Action item ->
Do these statements agree with the text on text classification below? Answer yes or no for each, quoting the deciding words. (a) The author began the client feature with a few-shot learning approach. (b) The author ended up spending triple the anticipated time on the feature. (c) The text recommends a weighted cost function for data that can be balanced.

Document segment ->
"""
If there is sufficiently labeled data (say 1000 instances per class), it is still desirable to build a proper classifier by finetuning a language model [https://huggingface.co/learn/nlp-course/chapter3/3?fw=pt#fine-tuning-a-model-with-the-trainer-api] thoroughly and train an advanced classifier on it. If you do it well, this will give the best performance.

Personal learnings

Recently, I’ve been working for a text classification feature at a client. I started with a zero-shot classification pipeline, but it quickly became clear that tuning class descriptions was a cumbersome and manual process and not useful to build a good framework upon. The results of the zero-shot classification, reviewed by a business user, turned out to be valuable examples, so I opted for a few-shot learning approach after that. In total, I’ve been spending triple the anticipated time for this feature. To avoid you doing the same, here are some take-aways:

  1. Expectation management: language model web interfaces like ChatGPT and Hugging Face chat are nice demonstrators of the power of language models. However, they are still machine learning models. They require careful integration in your application, well-defined tasks, and lots of testing. If you use them to trigger business users, be sure to temper expectations too. If you got triggered by them yourself, be sure to research the subject well and look into (state-of-the-art) alternatives. It sucks to work on something for months, to realize an easy solution was already at hand.
  2. Hybrid solutions: during iterations with the business users, I noticed the subjectivity of our classes and how some misclassification more costly than others (think of diagnosing an ill person as healthy or judging a fragile bridge to be stable). There is only so much you can do with supervised learning. Make sure to include whitelist and blacklist capabilities, such that you can incorporate remarks in future iterations (account manager is not a manager in the finance department, but an employee in the sales department).
  3. Think ahead: you will spend the least time on a task like this by taking into account that you will spend some time on a task like this:
  • Do your research. You will find that a lot of your ideas have been tried before and often you can even find code to start from. Also, if you use blackbox components like language models, make sure to know what data they have been trained on, such that you don’t waste time with an English model for a multilanguage task.
  • Structure your code. It’s a data science project so split your repo in a data, models and code section. Clearly version and describe your data. Keep model cards that describe the specific model as well as its training data if used. Of course, track your code history with a tool like git.
  • Identify KPIs together with business users that assess your model performance and are understandable for them. Discuss the use case. Involve the business users in a thought experiment: “If I could provide you with a model that classifies your text with an accuracy of, say, 90%, what would you do with it?” It might show you right from the bat that the model won’t be used because of business restrictions.
  • Anticipate and incorporate feedback. If you don’t already have labeled data, you will be needing it for evaluating your model. You can let business users review the results, but you would do well by incorporating the results for next iterations (of course, make sure not to test on your training set).
  1. Data quality: first of all, it sucks to label data. As I said, you’ll need data at least to assess your model. Make sure that you only have to label once. Choose classes wisely and with the right level of granularity. Check literature for existing frameworks. Your text classification task is probably older than you think and frameworks have been developed by people with plenty of domain knowledge – for job classification, think for instance of the European Standard Classification of Occupations (ESCO). Further, balance your examples to have a good view on all class accuracies and for balanced training if you’re doing few shot classification. If you can’t balance the data, use specific training methods for unbalanced data, like a weighted cost function.
"""
Supplied records ->
"""
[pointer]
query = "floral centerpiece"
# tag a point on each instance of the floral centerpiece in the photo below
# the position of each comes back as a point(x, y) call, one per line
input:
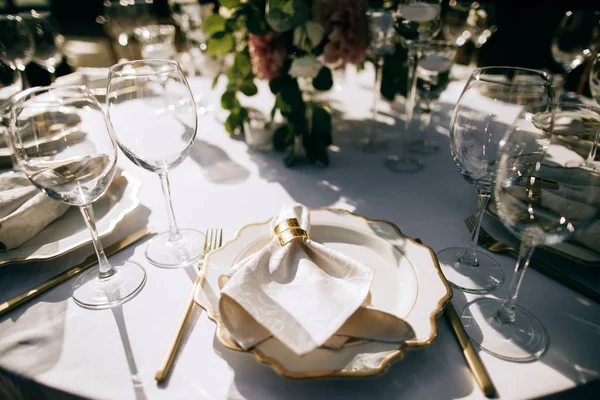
point(292, 44)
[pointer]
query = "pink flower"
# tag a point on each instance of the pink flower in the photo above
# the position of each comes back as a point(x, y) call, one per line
point(349, 37)
point(267, 54)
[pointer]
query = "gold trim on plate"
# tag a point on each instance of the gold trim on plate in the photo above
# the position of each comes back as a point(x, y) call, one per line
"""
Answer below ->
(a) No: "I started with a zero-shot classification pipeline"
(b) Yes: "In total, I’ve been spending triple the anticipated time for this feature."
(c) No: "If you can’t balance the data, use specific training methods for unbalanced data, like a weighted cost function."